- [What to do] Your answer should consist of each line from the data below that contains "helmet".
━━━ Given entries ━━━
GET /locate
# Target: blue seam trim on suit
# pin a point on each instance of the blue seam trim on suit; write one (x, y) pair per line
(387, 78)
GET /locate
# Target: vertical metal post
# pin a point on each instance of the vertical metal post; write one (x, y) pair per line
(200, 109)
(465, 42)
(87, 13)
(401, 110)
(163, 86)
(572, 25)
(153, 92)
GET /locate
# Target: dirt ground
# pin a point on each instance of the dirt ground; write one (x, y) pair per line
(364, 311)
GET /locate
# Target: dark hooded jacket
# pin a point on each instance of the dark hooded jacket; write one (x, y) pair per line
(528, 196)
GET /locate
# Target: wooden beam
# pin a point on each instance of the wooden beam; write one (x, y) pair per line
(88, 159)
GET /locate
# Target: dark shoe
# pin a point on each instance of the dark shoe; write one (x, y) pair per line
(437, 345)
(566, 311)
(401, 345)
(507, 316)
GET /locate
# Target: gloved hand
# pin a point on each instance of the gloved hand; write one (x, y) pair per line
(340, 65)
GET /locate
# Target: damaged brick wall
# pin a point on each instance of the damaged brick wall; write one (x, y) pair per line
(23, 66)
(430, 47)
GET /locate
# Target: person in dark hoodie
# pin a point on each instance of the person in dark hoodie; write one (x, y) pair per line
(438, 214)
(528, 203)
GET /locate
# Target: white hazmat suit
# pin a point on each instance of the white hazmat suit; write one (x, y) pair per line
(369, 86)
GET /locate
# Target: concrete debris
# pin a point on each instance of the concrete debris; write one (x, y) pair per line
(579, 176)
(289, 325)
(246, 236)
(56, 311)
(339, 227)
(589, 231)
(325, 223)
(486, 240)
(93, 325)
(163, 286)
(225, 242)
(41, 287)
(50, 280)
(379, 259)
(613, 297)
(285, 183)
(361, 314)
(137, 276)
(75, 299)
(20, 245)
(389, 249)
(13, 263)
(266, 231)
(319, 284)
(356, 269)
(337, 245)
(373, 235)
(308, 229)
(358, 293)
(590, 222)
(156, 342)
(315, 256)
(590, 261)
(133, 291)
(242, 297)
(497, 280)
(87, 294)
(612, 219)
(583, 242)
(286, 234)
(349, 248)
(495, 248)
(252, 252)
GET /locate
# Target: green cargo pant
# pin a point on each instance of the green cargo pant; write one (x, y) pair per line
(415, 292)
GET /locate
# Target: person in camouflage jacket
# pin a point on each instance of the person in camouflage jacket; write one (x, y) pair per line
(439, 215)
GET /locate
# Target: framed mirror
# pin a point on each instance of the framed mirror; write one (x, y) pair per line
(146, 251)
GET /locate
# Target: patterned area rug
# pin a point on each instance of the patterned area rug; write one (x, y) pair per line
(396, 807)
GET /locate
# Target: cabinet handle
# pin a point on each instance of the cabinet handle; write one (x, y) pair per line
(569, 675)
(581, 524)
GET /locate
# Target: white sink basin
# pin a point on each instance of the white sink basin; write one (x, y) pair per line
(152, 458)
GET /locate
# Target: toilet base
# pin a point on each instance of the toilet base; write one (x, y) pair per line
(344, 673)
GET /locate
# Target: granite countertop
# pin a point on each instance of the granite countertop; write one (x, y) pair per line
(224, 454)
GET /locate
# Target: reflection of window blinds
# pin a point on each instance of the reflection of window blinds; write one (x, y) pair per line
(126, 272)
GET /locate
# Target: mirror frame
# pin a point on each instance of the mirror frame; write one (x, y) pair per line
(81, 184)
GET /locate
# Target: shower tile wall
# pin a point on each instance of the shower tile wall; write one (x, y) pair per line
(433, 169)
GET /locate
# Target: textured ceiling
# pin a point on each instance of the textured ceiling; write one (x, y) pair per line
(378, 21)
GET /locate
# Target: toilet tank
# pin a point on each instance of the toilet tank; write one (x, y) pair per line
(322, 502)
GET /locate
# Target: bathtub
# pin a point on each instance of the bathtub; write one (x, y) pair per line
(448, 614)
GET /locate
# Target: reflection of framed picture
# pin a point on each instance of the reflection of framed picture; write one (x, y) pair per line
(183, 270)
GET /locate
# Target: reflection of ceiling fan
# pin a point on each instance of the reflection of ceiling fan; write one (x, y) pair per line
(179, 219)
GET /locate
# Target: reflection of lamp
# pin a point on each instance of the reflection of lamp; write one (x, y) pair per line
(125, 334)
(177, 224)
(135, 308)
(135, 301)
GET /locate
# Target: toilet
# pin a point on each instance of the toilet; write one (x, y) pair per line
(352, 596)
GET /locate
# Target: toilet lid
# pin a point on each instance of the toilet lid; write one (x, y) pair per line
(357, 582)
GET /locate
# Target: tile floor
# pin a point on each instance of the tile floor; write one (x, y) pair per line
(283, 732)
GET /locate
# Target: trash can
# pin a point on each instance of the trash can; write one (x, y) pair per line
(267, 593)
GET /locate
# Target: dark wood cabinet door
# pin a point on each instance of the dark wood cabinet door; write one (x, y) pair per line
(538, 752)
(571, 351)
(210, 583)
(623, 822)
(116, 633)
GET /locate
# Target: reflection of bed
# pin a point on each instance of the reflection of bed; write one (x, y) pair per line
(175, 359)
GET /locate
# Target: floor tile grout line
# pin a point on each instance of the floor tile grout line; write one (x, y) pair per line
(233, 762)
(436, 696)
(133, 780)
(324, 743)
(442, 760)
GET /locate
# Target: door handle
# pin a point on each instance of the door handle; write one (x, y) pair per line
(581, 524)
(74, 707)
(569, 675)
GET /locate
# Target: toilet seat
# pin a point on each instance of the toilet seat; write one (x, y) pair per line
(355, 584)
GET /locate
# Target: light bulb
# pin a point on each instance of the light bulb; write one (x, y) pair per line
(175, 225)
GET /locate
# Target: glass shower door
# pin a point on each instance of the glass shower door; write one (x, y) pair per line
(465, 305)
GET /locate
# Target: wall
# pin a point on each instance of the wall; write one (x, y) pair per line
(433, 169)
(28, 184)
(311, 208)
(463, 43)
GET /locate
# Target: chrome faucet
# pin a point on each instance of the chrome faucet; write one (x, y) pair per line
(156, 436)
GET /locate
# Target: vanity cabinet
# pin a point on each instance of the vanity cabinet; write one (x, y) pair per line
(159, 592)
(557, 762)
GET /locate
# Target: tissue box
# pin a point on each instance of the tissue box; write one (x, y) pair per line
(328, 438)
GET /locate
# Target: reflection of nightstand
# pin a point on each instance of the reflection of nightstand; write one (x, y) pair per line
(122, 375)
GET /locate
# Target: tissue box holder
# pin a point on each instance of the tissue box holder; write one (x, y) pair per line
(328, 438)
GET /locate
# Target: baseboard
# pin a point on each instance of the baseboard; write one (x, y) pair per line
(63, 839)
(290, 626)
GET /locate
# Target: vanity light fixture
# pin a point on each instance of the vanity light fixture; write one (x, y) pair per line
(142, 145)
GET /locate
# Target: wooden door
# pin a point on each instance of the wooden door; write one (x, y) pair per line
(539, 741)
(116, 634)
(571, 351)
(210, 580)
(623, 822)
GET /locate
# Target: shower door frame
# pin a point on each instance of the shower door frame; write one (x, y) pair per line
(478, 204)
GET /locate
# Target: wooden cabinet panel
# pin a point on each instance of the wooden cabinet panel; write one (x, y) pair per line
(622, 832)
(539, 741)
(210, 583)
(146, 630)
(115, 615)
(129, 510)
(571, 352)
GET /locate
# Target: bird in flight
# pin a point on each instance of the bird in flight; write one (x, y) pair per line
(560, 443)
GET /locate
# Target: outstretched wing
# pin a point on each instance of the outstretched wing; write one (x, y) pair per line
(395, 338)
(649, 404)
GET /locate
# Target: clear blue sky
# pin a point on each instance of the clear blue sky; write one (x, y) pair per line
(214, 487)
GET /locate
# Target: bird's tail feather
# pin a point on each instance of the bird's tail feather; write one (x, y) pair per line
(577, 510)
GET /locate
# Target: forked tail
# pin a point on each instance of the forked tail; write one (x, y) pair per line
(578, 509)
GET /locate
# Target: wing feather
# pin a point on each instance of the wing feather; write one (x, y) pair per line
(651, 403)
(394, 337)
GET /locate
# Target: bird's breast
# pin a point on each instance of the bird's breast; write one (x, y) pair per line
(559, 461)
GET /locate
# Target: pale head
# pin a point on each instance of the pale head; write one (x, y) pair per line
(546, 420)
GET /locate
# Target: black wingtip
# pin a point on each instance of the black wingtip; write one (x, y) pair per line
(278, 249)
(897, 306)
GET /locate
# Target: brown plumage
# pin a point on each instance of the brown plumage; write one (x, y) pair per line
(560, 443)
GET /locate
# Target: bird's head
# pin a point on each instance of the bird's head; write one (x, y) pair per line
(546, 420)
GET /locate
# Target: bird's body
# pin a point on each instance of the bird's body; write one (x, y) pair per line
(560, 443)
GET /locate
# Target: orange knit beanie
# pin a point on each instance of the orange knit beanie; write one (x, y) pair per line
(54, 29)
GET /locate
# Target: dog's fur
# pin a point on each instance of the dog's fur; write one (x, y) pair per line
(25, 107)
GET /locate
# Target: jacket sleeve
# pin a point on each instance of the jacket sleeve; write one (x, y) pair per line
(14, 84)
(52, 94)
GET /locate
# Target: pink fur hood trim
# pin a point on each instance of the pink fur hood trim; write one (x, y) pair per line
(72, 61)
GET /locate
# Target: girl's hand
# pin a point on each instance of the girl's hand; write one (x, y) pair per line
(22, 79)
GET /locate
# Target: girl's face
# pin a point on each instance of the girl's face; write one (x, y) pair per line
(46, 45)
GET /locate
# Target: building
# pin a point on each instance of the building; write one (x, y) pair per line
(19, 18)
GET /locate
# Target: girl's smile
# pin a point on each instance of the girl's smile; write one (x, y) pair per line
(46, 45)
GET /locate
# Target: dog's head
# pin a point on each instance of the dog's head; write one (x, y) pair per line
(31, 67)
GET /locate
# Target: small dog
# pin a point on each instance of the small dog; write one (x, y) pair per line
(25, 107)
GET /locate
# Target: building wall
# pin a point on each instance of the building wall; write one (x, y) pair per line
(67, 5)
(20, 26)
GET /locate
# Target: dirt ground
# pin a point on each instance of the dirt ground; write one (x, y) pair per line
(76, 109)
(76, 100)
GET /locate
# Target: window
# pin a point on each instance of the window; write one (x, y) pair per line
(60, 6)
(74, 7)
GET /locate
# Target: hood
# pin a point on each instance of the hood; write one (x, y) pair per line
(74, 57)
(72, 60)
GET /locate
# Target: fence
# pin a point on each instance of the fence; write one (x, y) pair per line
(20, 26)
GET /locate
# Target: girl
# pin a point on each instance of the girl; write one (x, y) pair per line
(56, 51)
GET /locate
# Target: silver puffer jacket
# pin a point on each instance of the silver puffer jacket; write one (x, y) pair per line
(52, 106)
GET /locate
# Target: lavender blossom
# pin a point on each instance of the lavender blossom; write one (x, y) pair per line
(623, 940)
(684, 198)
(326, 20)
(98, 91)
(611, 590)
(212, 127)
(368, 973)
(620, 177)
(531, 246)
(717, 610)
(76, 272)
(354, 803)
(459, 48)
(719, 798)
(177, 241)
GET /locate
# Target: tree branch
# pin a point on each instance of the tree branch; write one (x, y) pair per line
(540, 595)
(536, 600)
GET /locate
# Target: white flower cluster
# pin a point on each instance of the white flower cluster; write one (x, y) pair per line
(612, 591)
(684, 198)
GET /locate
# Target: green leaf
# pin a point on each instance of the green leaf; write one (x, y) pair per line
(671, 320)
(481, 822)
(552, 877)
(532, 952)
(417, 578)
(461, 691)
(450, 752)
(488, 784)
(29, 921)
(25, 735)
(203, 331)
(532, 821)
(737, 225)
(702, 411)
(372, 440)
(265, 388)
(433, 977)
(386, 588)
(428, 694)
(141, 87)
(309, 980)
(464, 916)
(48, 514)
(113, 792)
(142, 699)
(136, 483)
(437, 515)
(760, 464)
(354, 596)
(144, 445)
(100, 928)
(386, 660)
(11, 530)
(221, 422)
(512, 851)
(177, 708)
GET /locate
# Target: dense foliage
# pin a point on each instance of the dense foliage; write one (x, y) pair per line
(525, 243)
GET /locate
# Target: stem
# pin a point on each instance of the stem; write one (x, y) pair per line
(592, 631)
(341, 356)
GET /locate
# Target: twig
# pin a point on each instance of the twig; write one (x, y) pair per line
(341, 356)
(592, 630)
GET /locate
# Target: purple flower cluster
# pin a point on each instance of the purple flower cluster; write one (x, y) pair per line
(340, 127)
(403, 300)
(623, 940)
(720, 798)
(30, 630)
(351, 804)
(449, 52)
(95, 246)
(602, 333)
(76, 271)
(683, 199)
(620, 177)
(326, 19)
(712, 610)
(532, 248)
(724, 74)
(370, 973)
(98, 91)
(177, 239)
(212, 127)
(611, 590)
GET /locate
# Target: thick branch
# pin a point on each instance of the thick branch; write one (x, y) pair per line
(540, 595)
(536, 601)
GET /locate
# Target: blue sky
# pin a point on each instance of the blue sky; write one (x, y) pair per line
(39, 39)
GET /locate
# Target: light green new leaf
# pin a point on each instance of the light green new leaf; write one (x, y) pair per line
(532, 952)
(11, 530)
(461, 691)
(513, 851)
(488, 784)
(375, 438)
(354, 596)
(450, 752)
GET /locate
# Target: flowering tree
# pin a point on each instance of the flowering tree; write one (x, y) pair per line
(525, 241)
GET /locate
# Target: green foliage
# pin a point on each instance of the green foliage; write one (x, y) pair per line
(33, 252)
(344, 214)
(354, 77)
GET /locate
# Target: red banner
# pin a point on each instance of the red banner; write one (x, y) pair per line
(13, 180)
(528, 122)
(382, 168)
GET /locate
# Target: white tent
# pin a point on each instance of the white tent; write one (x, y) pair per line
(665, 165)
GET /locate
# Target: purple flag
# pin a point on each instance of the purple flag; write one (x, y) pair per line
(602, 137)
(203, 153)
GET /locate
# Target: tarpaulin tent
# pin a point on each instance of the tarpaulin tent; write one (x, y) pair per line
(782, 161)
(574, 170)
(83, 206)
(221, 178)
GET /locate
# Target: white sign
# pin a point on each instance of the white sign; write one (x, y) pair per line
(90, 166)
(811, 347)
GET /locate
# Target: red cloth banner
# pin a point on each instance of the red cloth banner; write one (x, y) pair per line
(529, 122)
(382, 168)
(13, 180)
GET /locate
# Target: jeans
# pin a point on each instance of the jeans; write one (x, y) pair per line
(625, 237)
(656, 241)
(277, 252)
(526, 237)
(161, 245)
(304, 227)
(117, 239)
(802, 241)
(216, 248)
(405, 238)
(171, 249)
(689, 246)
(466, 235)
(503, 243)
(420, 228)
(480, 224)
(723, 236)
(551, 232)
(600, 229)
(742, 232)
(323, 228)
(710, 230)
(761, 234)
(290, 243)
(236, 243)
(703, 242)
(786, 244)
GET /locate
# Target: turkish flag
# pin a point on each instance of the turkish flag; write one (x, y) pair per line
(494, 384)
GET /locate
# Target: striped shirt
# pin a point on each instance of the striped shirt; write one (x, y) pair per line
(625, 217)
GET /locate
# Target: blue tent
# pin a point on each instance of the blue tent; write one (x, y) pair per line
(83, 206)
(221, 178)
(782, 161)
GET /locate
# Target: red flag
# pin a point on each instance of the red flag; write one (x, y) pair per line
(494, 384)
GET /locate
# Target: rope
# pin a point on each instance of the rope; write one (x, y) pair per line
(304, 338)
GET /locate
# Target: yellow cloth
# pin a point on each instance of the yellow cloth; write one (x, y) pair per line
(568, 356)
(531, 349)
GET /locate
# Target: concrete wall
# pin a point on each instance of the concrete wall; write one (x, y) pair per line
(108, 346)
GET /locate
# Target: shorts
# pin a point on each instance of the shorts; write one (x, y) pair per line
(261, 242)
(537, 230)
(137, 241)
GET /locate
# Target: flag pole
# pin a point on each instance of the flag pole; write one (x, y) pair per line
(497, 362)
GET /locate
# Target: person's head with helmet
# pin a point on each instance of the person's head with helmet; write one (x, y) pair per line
━━━
- [Written answer]
# Target: person's head with helmet
# pin a point on each instance of the person's head with helmet; write one (x, y) pair per line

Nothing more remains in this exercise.